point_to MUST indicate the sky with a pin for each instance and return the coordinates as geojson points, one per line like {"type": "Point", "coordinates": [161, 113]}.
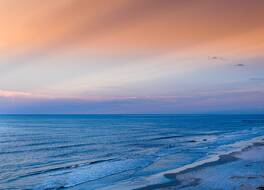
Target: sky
{"type": "Point", "coordinates": [131, 56]}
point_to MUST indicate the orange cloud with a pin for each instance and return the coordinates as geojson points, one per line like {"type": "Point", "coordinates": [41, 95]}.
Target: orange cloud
{"type": "Point", "coordinates": [113, 25]}
{"type": "Point", "coordinates": [6, 93]}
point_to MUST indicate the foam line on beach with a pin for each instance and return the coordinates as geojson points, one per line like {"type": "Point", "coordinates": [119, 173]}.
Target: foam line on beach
{"type": "Point", "coordinates": [237, 147]}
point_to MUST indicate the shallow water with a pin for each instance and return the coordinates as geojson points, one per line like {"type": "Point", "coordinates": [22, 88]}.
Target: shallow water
{"type": "Point", "coordinates": [54, 151]}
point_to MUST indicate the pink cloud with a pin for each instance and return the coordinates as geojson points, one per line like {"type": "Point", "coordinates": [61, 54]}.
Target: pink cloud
{"type": "Point", "coordinates": [6, 93]}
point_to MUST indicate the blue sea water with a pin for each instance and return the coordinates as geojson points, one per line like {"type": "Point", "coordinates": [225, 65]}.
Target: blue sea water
{"type": "Point", "coordinates": [99, 151]}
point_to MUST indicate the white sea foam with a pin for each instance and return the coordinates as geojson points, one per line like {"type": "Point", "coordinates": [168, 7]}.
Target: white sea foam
{"type": "Point", "coordinates": [81, 175]}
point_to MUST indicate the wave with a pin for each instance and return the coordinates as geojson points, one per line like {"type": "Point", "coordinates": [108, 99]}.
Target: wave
{"type": "Point", "coordinates": [96, 171]}
{"type": "Point", "coordinates": [234, 148]}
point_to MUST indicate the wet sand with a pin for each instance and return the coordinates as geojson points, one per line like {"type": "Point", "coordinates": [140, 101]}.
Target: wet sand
{"type": "Point", "coordinates": [242, 170]}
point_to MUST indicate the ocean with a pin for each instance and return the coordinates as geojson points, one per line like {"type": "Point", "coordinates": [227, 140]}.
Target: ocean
{"type": "Point", "coordinates": [113, 151]}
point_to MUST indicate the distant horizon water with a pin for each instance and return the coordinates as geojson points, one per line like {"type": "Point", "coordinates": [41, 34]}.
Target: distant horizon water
{"type": "Point", "coordinates": [97, 151]}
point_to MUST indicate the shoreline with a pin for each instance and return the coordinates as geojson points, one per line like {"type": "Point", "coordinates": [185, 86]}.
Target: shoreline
{"type": "Point", "coordinates": [173, 177]}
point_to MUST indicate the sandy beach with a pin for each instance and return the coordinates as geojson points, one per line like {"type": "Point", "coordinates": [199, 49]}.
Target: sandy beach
{"type": "Point", "coordinates": [240, 170]}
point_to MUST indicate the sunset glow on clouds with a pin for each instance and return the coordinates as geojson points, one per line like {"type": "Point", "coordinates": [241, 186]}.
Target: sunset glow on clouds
{"type": "Point", "coordinates": [146, 56]}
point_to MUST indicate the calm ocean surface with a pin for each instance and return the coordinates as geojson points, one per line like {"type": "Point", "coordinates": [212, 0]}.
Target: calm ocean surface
{"type": "Point", "coordinates": [98, 151]}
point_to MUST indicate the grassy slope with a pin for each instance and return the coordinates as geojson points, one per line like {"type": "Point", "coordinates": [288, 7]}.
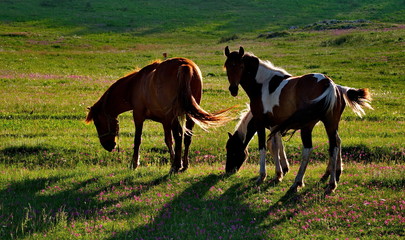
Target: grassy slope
{"type": "Point", "coordinates": [57, 58]}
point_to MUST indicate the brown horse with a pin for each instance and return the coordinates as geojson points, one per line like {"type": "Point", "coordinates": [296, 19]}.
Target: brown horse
{"type": "Point", "coordinates": [168, 92]}
{"type": "Point", "coordinates": [281, 102]}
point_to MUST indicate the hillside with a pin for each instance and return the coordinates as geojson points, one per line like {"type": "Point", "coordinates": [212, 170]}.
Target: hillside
{"type": "Point", "coordinates": [203, 18]}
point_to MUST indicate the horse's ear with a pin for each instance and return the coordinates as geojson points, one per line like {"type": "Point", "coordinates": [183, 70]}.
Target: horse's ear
{"type": "Point", "coordinates": [227, 51]}
{"type": "Point", "coordinates": [89, 116]}
{"type": "Point", "coordinates": [241, 51]}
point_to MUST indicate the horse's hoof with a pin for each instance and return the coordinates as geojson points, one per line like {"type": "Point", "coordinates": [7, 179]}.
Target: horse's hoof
{"type": "Point", "coordinates": [295, 187]}
{"type": "Point", "coordinates": [324, 177]}
{"type": "Point", "coordinates": [261, 179]}
{"type": "Point", "coordinates": [133, 166]}
{"type": "Point", "coordinates": [276, 180]}
{"type": "Point", "coordinates": [330, 189]}
{"type": "Point", "coordinates": [183, 169]}
{"type": "Point", "coordinates": [173, 171]}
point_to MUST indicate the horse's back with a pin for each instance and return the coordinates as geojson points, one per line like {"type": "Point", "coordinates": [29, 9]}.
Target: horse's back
{"type": "Point", "coordinates": [161, 86]}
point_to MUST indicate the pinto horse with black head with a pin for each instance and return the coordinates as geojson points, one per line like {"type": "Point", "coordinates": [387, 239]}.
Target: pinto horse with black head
{"type": "Point", "coordinates": [168, 92]}
{"type": "Point", "coordinates": [281, 102]}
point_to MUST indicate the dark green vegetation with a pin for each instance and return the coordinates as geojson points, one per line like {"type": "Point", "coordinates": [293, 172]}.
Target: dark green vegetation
{"type": "Point", "coordinates": [58, 57]}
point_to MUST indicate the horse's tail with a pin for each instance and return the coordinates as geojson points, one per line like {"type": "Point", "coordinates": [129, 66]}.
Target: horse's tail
{"type": "Point", "coordinates": [190, 106]}
{"type": "Point", "coordinates": [356, 99]}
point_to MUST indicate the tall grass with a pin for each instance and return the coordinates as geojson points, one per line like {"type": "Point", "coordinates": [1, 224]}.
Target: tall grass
{"type": "Point", "coordinates": [56, 181]}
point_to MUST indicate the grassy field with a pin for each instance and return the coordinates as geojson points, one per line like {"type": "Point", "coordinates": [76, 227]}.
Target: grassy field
{"type": "Point", "coordinates": [56, 181]}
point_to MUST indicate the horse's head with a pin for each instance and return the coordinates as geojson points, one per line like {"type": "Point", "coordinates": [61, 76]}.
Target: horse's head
{"type": "Point", "coordinates": [234, 68]}
{"type": "Point", "coordinates": [236, 153]}
{"type": "Point", "coordinates": [107, 127]}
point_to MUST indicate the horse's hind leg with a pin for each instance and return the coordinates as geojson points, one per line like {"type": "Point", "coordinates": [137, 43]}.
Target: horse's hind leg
{"type": "Point", "coordinates": [283, 157]}
{"type": "Point", "coordinates": [137, 143]}
{"type": "Point", "coordinates": [335, 162]}
{"type": "Point", "coordinates": [306, 137]}
{"type": "Point", "coordinates": [178, 134]}
{"type": "Point", "coordinates": [169, 143]}
{"type": "Point", "coordinates": [273, 144]}
{"type": "Point", "coordinates": [187, 142]}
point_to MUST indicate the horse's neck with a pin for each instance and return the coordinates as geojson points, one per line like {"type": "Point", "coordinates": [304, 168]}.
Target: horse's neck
{"type": "Point", "coordinates": [116, 99]}
{"type": "Point", "coordinates": [245, 128]}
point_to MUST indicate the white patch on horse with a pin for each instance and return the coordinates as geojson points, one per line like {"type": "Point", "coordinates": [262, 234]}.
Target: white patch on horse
{"type": "Point", "coordinates": [319, 76]}
{"type": "Point", "coordinates": [263, 161]}
{"type": "Point", "coordinates": [265, 73]}
{"type": "Point", "coordinates": [329, 95]}
{"type": "Point", "coordinates": [241, 127]}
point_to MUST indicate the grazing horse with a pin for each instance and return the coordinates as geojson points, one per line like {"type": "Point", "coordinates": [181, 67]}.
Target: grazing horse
{"type": "Point", "coordinates": [280, 102]}
{"type": "Point", "coordinates": [168, 92]}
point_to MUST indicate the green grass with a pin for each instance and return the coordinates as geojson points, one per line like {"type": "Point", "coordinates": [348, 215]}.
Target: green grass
{"type": "Point", "coordinates": [57, 182]}
{"type": "Point", "coordinates": [116, 203]}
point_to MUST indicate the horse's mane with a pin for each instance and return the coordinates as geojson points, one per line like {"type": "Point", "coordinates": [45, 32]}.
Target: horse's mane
{"type": "Point", "coordinates": [127, 78]}
{"type": "Point", "coordinates": [241, 127]}
{"type": "Point", "coordinates": [269, 65]}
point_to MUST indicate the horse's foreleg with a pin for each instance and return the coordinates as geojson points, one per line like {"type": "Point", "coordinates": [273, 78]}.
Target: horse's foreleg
{"type": "Point", "coordinates": [335, 162]}
{"type": "Point", "coordinates": [137, 143]}
{"type": "Point", "coordinates": [284, 161]}
{"type": "Point", "coordinates": [187, 142]}
{"type": "Point", "coordinates": [306, 152]}
{"type": "Point", "coordinates": [178, 143]}
{"type": "Point", "coordinates": [273, 146]}
{"type": "Point", "coordinates": [169, 143]}
{"type": "Point", "coordinates": [262, 148]}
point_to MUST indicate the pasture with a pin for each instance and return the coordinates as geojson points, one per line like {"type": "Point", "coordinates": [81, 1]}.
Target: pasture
{"type": "Point", "coordinates": [57, 182]}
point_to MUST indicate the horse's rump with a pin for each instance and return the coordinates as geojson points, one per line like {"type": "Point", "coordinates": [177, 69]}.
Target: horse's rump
{"type": "Point", "coordinates": [189, 75]}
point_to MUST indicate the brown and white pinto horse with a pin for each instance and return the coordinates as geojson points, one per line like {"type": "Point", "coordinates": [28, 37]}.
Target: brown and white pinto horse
{"type": "Point", "coordinates": [168, 92]}
{"type": "Point", "coordinates": [280, 102]}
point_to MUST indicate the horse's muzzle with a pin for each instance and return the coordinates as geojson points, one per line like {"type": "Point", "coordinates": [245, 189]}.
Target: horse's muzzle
{"type": "Point", "coordinates": [234, 90]}
{"type": "Point", "coordinates": [109, 146]}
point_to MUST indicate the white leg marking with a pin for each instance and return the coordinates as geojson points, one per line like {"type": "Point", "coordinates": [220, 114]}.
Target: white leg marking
{"type": "Point", "coordinates": [299, 180]}
{"type": "Point", "coordinates": [262, 161]}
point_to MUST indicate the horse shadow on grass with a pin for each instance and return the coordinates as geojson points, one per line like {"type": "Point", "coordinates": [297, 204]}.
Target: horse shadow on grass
{"type": "Point", "coordinates": [200, 213]}
{"type": "Point", "coordinates": [36, 205]}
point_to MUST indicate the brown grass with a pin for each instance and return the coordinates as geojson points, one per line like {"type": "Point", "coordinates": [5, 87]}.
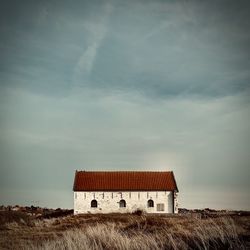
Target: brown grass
{"type": "Point", "coordinates": [124, 231]}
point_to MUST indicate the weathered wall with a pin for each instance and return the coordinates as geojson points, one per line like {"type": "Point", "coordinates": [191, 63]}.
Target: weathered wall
{"type": "Point", "coordinates": [108, 202]}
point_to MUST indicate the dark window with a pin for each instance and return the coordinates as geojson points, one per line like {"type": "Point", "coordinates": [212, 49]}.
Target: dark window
{"type": "Point", "coordinates": [93, 203]}
{"type": "Point", "coordinates": [150, 203]}
{"type": "Point", "coordinates": [122, 203]}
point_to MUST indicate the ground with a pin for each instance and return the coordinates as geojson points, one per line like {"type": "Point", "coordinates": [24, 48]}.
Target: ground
{"type": "Point", "coordinates": [59, 229]}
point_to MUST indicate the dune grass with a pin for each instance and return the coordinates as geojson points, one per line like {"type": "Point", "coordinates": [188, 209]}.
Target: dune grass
{"type": "Point", "coordinates": [128, 232]}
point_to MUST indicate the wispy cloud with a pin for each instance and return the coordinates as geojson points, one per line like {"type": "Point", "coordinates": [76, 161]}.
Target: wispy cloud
{"type": "Point", "coordinates": [98, 30]}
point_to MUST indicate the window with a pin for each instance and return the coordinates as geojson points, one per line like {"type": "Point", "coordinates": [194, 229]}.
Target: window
{"type": "Point", "coordinates": [122, 203]}
{"type": "Point", "coordinates": [150, 203]}
{"type": "Point", "coordinates": [93, 203]}
{"type": "Point", "coordinates": [160, 207]}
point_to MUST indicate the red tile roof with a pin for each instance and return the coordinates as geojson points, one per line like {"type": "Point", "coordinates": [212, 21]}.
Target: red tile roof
{"type": "Point", "coordinates": [124, 181]}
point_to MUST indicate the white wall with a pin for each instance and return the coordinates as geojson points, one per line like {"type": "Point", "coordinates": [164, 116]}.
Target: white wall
{"type": "Point", "coordinates": [108, 202]}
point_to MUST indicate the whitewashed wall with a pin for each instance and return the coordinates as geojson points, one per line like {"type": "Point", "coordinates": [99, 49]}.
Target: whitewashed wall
{"type": "Point", "coordinates": [108, 202]}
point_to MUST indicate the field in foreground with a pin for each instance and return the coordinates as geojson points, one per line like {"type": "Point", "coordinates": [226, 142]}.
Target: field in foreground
{"type": "Point", "coordinates": [19, 230]}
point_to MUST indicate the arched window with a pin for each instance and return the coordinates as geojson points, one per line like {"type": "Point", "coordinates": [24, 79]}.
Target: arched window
{"type": "Point", "coordinates": [93, 203]}
{"type": "Point", "coordinates": [150, 203]}
{"type": "Point", "coordinates": [122, 203]}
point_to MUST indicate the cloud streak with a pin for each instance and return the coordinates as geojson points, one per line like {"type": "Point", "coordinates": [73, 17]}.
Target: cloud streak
{"type": "Point", "coordinates": [98, 30]}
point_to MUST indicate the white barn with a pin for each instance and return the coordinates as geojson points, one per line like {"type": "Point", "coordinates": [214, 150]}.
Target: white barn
{"type": "Point", "coordinates": [125, 192]}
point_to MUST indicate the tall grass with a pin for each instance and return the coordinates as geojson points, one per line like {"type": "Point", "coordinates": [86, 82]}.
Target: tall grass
{"type": "Point", "coordinates": [144, 233]}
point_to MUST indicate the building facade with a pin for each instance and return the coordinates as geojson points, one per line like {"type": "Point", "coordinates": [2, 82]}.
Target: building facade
{"type": "Point", "coordinates": [125, 192]}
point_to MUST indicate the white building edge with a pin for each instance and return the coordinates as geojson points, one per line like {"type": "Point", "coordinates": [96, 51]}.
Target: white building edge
{"type": "Point", "coordinates": [125, 192]}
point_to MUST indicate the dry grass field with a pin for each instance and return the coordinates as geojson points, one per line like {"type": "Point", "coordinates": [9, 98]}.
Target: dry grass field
{"type": "Point", "coordinates": [18, 230]}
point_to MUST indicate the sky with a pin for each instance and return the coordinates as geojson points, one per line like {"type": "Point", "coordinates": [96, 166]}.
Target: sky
{"type": "Point", "coordinates": [125, 86]}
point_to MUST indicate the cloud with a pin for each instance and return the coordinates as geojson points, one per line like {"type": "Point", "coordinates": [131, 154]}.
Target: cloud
{"type": "Point", "coordinates": [98, 30]}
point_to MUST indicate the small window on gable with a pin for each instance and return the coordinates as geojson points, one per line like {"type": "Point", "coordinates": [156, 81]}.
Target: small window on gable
{"type": "Point", "coordinates": [150, 203]}
{"type": "Point", "coordinates": [93, 203]}
{"type": "Point", "coordinates": [122, 203]}
{"type": "Point", "coordinates": [160, 207]}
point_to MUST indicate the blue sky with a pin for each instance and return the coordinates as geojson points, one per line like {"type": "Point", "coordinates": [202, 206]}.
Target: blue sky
{"type": "Point", "coordinates": [125, 85]}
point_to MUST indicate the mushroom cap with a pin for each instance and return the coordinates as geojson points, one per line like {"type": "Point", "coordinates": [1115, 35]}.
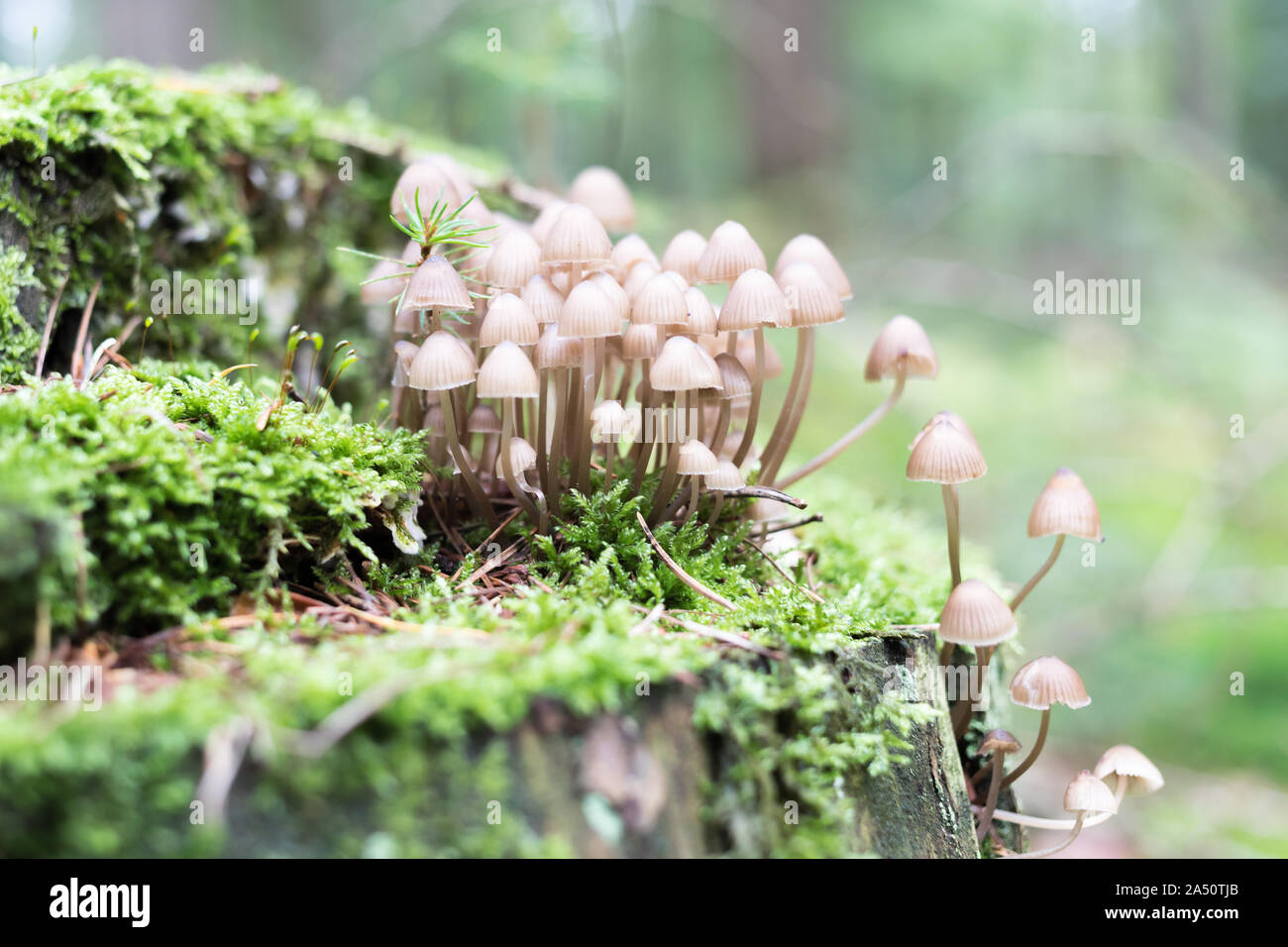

* WHAT IS BEING ASKED
Please give again the entries word for word, starting at the first line and ending with the line that contains "point_to MUST indicate the white sea"; include both of those lines but none of the pictures.

* WRITTEN REPLY
point_to MUST indicate the sky with a pin for each instance and return the coordinates as geojson points, one per line like {"type": "Point", "coordinates": [161, 113]}.
Target: sky
{"type": "Point", "coordinates": [131, 56]}
point_to MUST indicate the orange cloud with a pin for each instance and return the coordinates as geojson points, one per line like {"type": "Point", "coordinates": [41, 95]}.
Target: orange cloud
{"type": "Point", "coordinates": [113, 25]}
{"type": "Point", "coordinates": [6, 93]}
point_to MUST indicate the foam line on beach with a pin for each instance and return the coordinates as geojson points, one per line like {"type": "Point", "coordinates": [119, 173]}.
Target: foam line on beach
{"type": "Point", "coordinates": [237, 147]}
point_to MUST indicate the shallow water with a pin for each instance and return the coordinates as geojson points, one per line like {"type": "Point", "coordinates": [22, 88]}.
Target: shallow water
{"type": "Point", "coordinates": [54, 151]}
point_to MUST indicate the pink cloud with a pin for each instance and return the coordinates as geojson points, one per line like {"type": "Point", "coordinates": [61, 54]}.
Target: pink cloud
{"type": "Point", "coordinates": [6, 93]}
point_to MUST indicate the blue sea water with a pin for each instance and return the coordinates as geojson points, one per line like {"type": "Point", "coordinates": [225, 65]}.
Target: blue sea water
{"type": "Point", "coordinates": [99, 151]}
point_to MUST indicate the white sea foam with a pin for each instance and return the coordinates as geojson points, one per line like {"type": "Point", "coordinates": [168, 7]}.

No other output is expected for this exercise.